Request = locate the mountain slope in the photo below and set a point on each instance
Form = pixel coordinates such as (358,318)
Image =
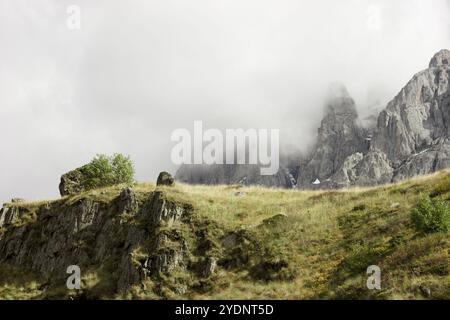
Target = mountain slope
(149,242)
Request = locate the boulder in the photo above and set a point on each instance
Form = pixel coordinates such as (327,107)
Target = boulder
(165,179)
(71,182)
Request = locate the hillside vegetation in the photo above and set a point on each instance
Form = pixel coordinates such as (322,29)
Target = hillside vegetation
(272,244)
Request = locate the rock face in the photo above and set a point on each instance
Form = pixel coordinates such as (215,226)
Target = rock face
(410,137)
(165,179)
(339,137)
(136,240)
(71,182)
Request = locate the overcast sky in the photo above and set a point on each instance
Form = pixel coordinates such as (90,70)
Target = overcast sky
(137,70)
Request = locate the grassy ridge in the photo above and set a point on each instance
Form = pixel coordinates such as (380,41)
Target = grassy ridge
(290,244)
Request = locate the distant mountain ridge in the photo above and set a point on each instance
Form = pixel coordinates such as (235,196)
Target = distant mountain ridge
(411,137)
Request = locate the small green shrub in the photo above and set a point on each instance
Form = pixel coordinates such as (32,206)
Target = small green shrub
(431,215)
(105,171)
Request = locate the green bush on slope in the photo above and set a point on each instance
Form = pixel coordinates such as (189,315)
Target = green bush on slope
(105,171)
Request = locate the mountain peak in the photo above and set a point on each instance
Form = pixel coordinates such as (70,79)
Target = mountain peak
(339,100)
(441,58)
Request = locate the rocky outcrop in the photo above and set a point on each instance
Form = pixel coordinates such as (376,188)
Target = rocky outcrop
(133,239)
(71,182)
(165,179)
(411,137)
(339,137)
_____
* Instructions for the task *
Filter the data above down to lines with the word "coordinates", and copy them.

* Finished task *
Form = pixel coordinates such as (358,318)
Form = pixel coordinates such as (327,107)
Form = pixel coordinates such as (322,29)
Form = pixel coordinates such as (215,226)
Form = pixel coordinates such as (90,70)
Form = pixel coordinates such as (380,41)
Form = pixel coordinates such as (235,196)
Form = pixel coordinates such as (32,206)
Form = pixel coordinates such as (189,315)
Form = pixel coordinates such as (70,79)
Form = pixel coordinates such as (376,188)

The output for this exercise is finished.